▼▼▼

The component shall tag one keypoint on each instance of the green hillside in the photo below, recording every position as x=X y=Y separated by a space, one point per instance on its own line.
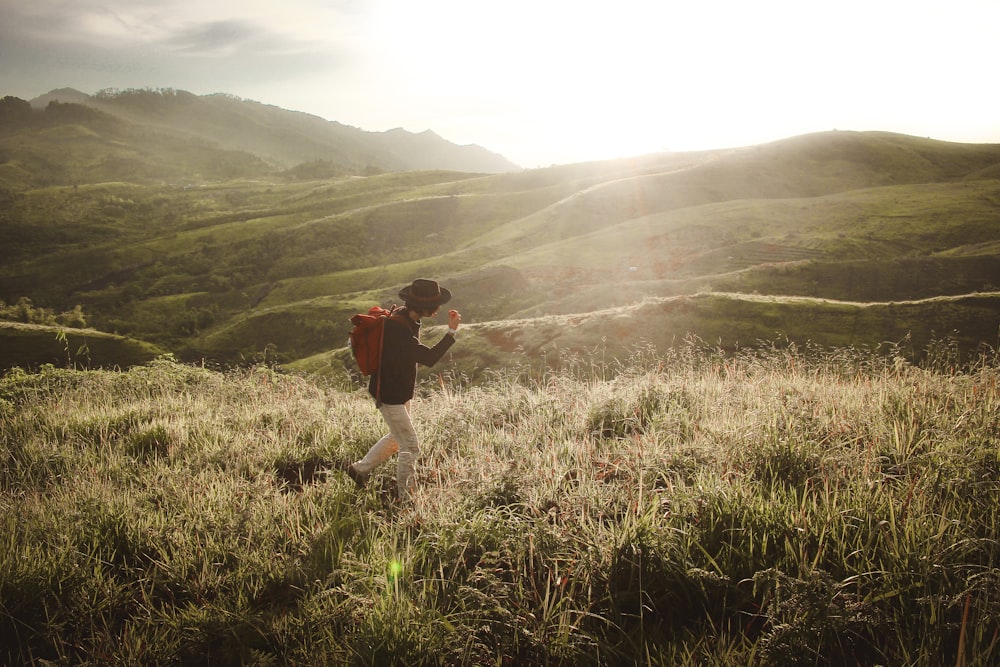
x=237 y=269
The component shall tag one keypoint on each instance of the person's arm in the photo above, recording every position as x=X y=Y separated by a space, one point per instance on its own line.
x=454 y=319
x=428 y=356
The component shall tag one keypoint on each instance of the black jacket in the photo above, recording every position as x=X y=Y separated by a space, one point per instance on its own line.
x=401 y=352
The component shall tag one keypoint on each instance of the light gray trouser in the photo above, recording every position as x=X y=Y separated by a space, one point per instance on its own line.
x=401 y=438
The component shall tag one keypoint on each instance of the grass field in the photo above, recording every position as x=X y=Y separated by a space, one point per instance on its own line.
x=776 y=506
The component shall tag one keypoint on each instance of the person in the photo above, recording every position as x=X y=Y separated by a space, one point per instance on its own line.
x=392 y=386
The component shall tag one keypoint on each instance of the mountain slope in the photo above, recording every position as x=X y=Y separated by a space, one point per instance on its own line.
x=237 y=269
x=286 y=138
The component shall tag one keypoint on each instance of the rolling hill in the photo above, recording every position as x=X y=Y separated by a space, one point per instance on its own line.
x=837 y=238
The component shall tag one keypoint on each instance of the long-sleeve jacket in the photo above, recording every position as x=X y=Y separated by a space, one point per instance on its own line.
x=401 y=352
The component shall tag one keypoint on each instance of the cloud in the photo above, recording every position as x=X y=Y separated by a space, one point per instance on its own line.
x=230 y=37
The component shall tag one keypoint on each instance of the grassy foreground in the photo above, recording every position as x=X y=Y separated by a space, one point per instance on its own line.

▲▲▲

[Problem description] Please rewrite the data above as a numbered list with one line per entry, dropping blank lines and leaving out the pictures.

[In response]
1. The component shall tag one keypoint on each instance of the green hillside in the photo below, recording every position as x=X y=Y separated by a space, one point per instance on its own line.
2. x=237 y=269
3. The component shall tag one keypoint on each instance of the person's arm in the photo above, recording every position as x=X y=Y separated by a space, one point per instance on its own line.
4. x=454 y=319
5. x=428 y=356
6. The component shall tag one keypoint on each instance of the black jacket in the photo above, recording every position as x=X y=Y separated by a space, one point per instance on its own line.
7. x=401 y=352
8. The component shall tag one keypoint on each instance of the light gray trouser in the photo above, recording every position as x=X y=Y separated by a space, one point per instance on its own line.
9. x=401 y=438
10. The component shall tag one keypoint on each instance of the grass field in the photo above, recording every position as x=X y=Y separated by a space, one point per instance on its own line.
11. x=776 y=506
12. The component shall tag one keypoint on each instance of the person in the photo above, recording every position as x=X y=Y separated by a space, one point per instance on its own line.
13. x=392 y=386
14. The component shall tag one keypoint on each instance of the mountain slope in the photo above, recording every position as x=X y=Y separated by a space, one point per instance on its own line.
15. x=237 y=269
16. x=286 y=138
17. The component shall tag one keypoint on each instance of the rolling hill in the photo above, recording every position as x=X y=Y separated by a space, one point per instance on its own line.
18. x=837 y=238
19. The component shall tag one keypoint on each instance of the long-sleeve jacket in the photo above, recording every position as x=X y=Y separated by a space, one point per instance on its own line.
20. x=401 y=352
21. The component shall tag one keypoint on each instance of the cloud in the photo above, recording every position as x=X y=Y separated by a space, one point per instance on its own line.
22. x=230 y=37
23. The component shall tag one keypoint on each instance of the grassy foreground in the photo above, recording every position as x=X y=Y separated by a space, one point per instance on its own line.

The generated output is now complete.